- [DOCUMENT TEXT]
■ ■ ■ ■

Riley v. Srofe
Decision Date | 21 March 1950 |
Docket Number | 5 Div. 293 |
Citation | 35 Ala.App. 222,45 So.2d 328 |
Parties | RILEY v. STOFE. |
Court | Alabama Court of Appeals |
Walker & Walker and R. C. Smith, of Opelika, for appellant.
J. Sydney Cook, Jr., of Auburn, for appellee.
This is an appeal from a judgment ordering a new trial in a proceeding involving the right of property.
The order granting the motion does not disclose on what ground it was granted. In this state of the record the judgment must be sustained on review if we conclude that it was authorized on any ground assigned in the motion. Peyton v. Lewis, 10 Ala.App. 360, 64 So. 472; Bridgeforth v. National Life & Accident Ins. Co., 25 Ala.App. 75, 140 Co. 770; W. M. Templeton & Son et al. v. David, 233 Ala. 616, 173 So. 231; American Mutual Liability Ins. Co. v. Louisville & N. R. Co., 250 Ala. 354, 34 So.2d 474; Martin v. Birmingham Southern R. Co., 250 Ala. 583, 35 So.2d 339; Camp v. Atlantic Coast Line R. Co., 251 Ala. 184, 36 So.2d 331.
The converse is, of course, true. If the judgment granting the motion cannot be sustained on any one of the grounds, a reversal must follow.
One of the grounds of the motion is that the verdict was contrary to the evidence.
The property involved is a Chevrolet automobile.
The car was taken from George Riley under a civil execution. Mrs. Martha L. Riley, mother of George, claimed the car as her own. In the trial of right of property a verdict was returned in favor of the claimant. This verdict was set aside, as we have indicated.
In its material aspects the evidence is not in dispute.
Mrs. Riley testified that she purchased the automobile from Mr. G. B. Davidson in 1947 and paid cash for the property. An assignment of title from Mr. Davidson to Mrs. Riley was introduced in evidence. Mrs. Riley testified also that she was a widow; that her son, George, did not pay any of the purchase price; that he was only twenty years of age; that the automobile was used for family purposes by herself and her two sons, George and Albert; that Albert used the car while he was stationed at Fort Benning at which place she frequently visited him; that she let her son, George, have the car after he entered college at Auburn, Alabama; that he was a cripple and needed the automobile for convenience of travel about the campus. The car was seized while in possession of George at Auburn, Alabama.
Mrs. Riley testified that on one of her visits to her son, Albert, in Georgia, she registered the automobile in her name in that state. It appears that at a subsequent time the car was registered there in Albert's name. The automobile was carrying a Georgia license tag at the time it was seized.
According to the officer's testimony, when he took the property, George stated to him that the car belonged to his mother, Mrs. Riley.
The evidence we have delineated appears in the record without conflict or denial.

■ ■ ■ ■

- [SHORT EXERCISE 1]
Copy the passage of the Riley v. Srofe opinion from "The converse is, of" up to and including "not in dispute.".
- [SHORT EXERCISE 2]
Answer these questions from the Riley v. Srofe opinion:
(a) Who appeared for the appellee?
(b) What kind of automobile is the property involved?
(c) From whom did Mrs. Riley testify that she purchased the automobile?
- [SHORT EXERCISE 3]
Which cases does the Riley v. Srofe opinion cite as authority? Give each case name.

■ ■ ■ ■

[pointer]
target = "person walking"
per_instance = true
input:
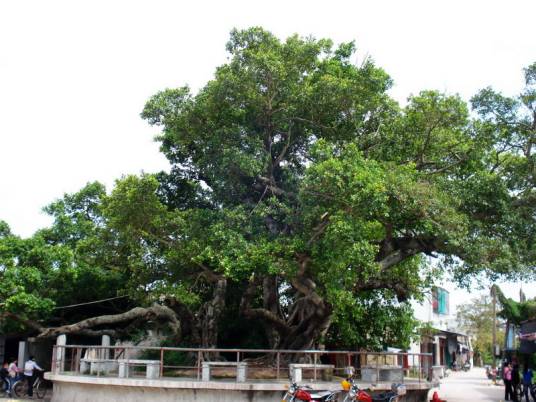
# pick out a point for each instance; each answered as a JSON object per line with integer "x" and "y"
{"x": 527, "y": 382}
{"x": 507, "y": 379}
{"x": 29, "y": 374}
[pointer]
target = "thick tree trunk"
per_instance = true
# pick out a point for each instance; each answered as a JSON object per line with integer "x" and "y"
{"x": 307, "y": 320}
{"x": 110, "y": 322}
{"x": 210, "y": 315}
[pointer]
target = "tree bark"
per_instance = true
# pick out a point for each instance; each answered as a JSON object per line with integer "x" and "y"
{"x": 85, "y": 327}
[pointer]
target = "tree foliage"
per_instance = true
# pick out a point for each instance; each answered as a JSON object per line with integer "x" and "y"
{"x": 304, "y": 200}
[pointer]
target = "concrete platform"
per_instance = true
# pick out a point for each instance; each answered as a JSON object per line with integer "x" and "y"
{"x": 80, "y": 388}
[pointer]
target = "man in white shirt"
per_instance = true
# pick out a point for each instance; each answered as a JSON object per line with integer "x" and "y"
{"x": 29, "y": 368}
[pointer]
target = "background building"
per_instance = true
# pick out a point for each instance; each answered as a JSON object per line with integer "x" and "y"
{"x": 440, "y": 336}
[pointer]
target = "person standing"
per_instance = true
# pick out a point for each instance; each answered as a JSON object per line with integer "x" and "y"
{"x": 29, "y": 374}
{"x": 527, "y": 382}
{"x": 4, "y": 375}
{"x": 507, "y": 379}
{"x": 14, "y": 374}
{"x": 515, "y": 382}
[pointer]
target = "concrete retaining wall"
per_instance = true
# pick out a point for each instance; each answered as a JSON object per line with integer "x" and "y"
{"x": 75, "y": 388}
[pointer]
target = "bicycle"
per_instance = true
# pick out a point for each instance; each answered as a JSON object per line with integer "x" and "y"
{"x": 20, "y": 387}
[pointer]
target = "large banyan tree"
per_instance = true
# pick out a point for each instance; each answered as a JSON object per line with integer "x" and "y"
{"x": 303, "y": 201}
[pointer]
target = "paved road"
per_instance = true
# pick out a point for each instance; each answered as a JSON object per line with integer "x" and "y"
{"x": 470, "y": 387}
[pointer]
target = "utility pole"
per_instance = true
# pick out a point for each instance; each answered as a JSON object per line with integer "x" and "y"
{"x": 494, "y": 329}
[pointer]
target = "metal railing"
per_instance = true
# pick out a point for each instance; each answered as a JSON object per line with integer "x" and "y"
{"x": 262, "y": 364}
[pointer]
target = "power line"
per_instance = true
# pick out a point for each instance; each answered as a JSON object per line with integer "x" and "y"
{"x": 93, "y": 302}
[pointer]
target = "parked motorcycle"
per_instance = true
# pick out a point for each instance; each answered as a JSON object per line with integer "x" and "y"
{"x": 356, "y": 394}
{"x": 299, "y": 393}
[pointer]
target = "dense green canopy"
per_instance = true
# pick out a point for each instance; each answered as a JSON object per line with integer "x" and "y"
{"x": 303, "y": 200}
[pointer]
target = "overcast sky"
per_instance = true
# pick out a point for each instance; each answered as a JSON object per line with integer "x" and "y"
{"x": 74, "y": 75}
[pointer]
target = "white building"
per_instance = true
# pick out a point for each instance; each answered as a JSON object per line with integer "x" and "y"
{"x": 440, "y": 335}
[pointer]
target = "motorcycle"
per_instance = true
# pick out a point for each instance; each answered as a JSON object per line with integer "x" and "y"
{"x": 356, "y": 394}
{"x": 299, "y": 393}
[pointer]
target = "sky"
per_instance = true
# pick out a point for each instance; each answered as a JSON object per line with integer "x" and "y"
{"x": 74, "y": 75}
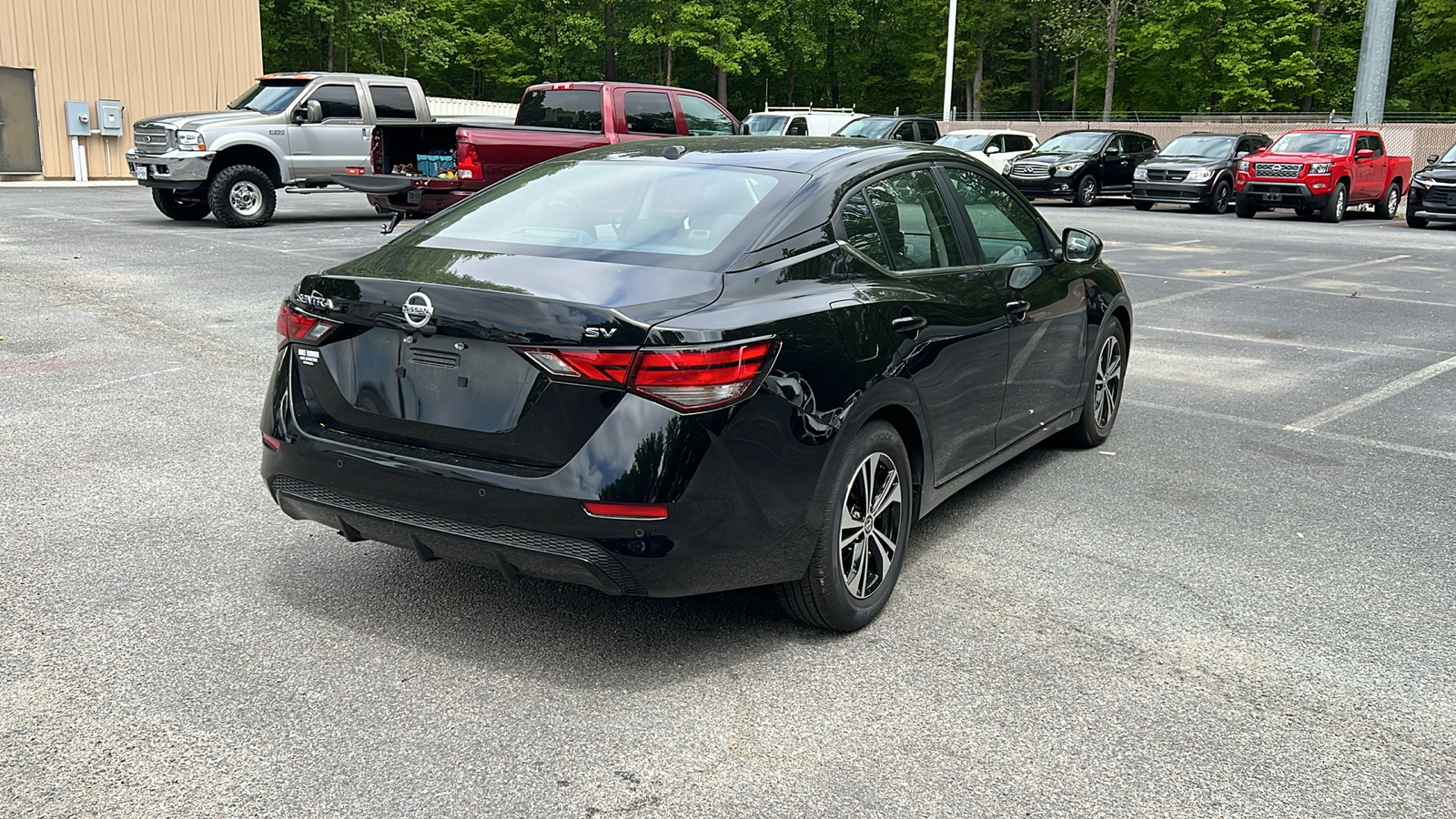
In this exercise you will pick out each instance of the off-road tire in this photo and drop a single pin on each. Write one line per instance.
(242, 196)
(1390, 203)
(832, 593)
(1337, 206)
(177, 207)
(1104, 388)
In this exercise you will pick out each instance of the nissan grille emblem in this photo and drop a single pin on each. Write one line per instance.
(419, 309)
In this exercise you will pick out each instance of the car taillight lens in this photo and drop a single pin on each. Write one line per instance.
(688, 378)
(468, 162)
(300, 327)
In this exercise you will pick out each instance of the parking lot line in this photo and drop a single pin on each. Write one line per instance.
(1267, 280)
(1373, 397)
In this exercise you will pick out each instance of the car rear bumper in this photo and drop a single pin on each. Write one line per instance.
(1174, 193)
(739, 499)
(1280, 194)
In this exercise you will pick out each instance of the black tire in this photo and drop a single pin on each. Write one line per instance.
(1390, 203)
(1104, 390)
(177, 207)
(242, 196)
(1339, 201)
(846, 586)
(1087, 189)
(1219, 203)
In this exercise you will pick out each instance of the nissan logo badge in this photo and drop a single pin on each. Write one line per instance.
(419, 309)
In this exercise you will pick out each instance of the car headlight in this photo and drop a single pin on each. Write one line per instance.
(191, 140)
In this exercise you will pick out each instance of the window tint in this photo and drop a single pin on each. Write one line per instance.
(392, 102)
(650, 113)
(1005, 230)
(915, 222)
(859, 229)
(703, 118)
(575, 109)
(339, 102)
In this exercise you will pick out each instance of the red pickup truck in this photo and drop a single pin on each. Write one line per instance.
(1325, 169)
(426, 167)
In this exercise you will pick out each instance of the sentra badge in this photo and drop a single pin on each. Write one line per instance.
(419, 309)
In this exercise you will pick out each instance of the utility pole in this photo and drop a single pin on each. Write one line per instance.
(950, 62)
(1375, 62)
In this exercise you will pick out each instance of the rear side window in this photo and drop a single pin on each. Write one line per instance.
(574, 109)
(339, 101)
(650, 113)
(392, 102)
(703, 118)
(859, 229)
(1004, 229)
(915, 222)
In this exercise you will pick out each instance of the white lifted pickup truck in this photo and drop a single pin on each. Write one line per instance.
(291, 130)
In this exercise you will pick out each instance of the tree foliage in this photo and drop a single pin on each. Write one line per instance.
(880, 56)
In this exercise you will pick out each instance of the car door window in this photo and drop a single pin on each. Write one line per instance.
(650, 113)
(1005, 230)
(861, 230)
(339, 101)
(915, 222)
(703, 118)
(392, 102)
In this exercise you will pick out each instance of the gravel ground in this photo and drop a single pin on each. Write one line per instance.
(1241, 606)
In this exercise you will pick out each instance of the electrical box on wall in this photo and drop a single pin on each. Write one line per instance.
(77, 118)
(108, 116)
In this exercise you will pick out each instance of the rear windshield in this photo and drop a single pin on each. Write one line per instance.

■ ■ ■ ■

- [WRITTEN RESPONSE 1]
The converse is, of course, true. If the judgment granting the motion cannot be sustained on any one of the grounds, a reversal must follow.
One of the grounds of the motion is that the verdict was contrary to the evidence.
The property involved is a Chevrolet automobile.
The car was taken from George Riley under a civil execution. Mrs. Martha L. Riley, mother of George, claimed the car as her own. In the trial of right of property a verdict was returned in favor of the claimant. This verdict was set aside, as we have indicated.
In its material aspects the evidence is not in dispute.

- [WRITTEN RESPONSE 2]
(a) J. Sydney Cook, Jr., of Auburn
(b) A Chevrolet
(c) Mr. G. B. Davidson

- [WRITTEN RESPONSE 3]
Peyton v. Lewis
Bridgeforth v. National Life & Accident Ins. Co.
W. M. Templeton & Son et al. v. David
American Mutual Liability Ins. Co. v. Louisville & N. R. Co.
Martin v. Birmingham Southern R. Co.
Camp v. Atlantic Coast Line R. Co.